==== Records shown ====

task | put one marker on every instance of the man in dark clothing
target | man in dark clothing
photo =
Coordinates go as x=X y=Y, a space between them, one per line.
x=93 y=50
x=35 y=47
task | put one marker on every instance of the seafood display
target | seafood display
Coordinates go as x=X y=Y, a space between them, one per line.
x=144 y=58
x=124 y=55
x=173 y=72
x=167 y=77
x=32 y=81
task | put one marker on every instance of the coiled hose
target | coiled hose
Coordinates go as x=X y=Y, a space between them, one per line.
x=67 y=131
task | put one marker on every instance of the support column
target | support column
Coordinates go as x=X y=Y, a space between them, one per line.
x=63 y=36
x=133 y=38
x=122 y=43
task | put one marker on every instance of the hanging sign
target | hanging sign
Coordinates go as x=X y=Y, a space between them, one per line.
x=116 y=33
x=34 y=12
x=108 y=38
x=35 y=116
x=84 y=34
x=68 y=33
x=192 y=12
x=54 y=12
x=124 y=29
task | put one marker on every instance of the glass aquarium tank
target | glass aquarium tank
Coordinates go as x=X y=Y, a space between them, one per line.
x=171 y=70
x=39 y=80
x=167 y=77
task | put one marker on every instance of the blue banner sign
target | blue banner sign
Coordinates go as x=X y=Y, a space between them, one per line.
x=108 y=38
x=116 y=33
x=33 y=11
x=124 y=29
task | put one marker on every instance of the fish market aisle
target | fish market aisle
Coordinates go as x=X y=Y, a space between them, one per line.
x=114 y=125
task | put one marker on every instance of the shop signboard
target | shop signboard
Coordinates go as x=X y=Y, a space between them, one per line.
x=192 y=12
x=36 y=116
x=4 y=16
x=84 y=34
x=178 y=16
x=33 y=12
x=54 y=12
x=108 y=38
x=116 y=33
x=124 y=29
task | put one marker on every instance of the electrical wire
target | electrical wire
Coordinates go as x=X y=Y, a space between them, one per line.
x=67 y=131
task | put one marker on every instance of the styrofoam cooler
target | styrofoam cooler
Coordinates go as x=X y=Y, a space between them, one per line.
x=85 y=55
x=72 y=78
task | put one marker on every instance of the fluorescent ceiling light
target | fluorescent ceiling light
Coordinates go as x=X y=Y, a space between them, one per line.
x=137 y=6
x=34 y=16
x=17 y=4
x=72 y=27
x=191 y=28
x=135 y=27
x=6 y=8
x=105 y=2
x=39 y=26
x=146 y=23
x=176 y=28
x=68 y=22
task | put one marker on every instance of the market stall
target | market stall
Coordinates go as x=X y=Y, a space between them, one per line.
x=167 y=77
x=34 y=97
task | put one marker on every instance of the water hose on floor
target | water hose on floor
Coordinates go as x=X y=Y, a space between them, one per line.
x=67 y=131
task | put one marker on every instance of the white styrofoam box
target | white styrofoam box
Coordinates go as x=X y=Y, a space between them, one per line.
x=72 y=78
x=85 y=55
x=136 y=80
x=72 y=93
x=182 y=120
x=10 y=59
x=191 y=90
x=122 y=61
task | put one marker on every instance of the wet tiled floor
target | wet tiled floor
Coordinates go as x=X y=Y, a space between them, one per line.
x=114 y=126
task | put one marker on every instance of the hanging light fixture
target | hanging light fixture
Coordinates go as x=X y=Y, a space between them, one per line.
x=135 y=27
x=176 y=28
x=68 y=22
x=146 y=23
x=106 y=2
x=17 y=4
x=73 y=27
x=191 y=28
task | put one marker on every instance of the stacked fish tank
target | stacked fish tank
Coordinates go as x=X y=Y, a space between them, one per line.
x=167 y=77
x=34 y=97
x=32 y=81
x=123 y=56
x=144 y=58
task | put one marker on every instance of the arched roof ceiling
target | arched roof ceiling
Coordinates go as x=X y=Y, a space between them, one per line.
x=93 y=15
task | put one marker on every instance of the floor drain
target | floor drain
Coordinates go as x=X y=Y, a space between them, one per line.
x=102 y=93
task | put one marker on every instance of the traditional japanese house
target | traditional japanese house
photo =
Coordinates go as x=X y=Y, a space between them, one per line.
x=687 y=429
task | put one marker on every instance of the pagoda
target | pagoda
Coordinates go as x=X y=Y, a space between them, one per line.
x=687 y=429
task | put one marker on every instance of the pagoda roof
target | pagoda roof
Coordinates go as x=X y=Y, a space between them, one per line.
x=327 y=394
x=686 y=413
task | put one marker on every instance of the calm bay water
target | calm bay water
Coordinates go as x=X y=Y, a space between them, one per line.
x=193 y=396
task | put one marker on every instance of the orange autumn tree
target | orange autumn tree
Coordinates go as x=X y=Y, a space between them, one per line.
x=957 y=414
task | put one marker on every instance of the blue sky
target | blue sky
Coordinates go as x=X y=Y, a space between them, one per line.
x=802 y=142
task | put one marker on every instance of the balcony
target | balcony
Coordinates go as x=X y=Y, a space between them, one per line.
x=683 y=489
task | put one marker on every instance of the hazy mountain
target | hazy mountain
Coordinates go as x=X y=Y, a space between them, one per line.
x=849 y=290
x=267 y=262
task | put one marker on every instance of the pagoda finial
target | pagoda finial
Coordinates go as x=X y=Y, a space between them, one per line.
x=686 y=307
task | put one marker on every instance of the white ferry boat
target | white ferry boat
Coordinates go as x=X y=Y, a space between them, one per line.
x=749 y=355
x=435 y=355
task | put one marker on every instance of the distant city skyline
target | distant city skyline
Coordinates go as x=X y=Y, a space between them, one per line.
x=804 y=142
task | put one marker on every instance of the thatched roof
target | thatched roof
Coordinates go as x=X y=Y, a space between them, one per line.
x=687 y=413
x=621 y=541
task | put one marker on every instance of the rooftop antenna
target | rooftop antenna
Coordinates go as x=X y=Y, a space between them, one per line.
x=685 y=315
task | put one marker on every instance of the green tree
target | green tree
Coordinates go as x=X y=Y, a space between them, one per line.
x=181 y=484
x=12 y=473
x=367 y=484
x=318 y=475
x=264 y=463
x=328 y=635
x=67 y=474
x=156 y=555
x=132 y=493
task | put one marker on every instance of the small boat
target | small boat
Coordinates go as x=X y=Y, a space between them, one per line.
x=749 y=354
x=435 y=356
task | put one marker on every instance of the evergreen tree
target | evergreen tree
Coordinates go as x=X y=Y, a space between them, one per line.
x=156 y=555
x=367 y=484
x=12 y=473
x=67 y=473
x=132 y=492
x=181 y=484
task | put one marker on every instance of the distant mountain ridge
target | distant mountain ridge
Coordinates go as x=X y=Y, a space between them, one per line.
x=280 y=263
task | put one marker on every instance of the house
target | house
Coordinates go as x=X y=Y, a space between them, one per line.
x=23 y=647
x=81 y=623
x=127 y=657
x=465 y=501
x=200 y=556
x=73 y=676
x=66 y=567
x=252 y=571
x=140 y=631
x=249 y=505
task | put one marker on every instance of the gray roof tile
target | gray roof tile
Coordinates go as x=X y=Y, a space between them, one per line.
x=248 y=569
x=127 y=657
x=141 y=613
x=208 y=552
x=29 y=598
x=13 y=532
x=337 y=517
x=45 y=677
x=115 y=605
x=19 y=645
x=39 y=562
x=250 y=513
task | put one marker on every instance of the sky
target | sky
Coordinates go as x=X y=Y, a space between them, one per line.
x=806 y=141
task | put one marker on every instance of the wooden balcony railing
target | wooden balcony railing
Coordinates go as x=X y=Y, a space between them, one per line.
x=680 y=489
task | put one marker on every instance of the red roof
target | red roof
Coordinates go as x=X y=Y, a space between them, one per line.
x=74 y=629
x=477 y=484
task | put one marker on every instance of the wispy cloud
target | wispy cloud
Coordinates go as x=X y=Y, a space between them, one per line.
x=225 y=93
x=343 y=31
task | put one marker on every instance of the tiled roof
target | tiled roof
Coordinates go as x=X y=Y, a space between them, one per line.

====

**Short task:**
Can you output the lines from the one containing "the pagoda finial" up to and including the one containing "x=686 y=307", unchanged?

**Task answer:**
task | put one marker on every instance of the pagoda finial
target | pagoda finial
Coordinates go as x=X y=Y, a space between them, one per line.
x=686 y=307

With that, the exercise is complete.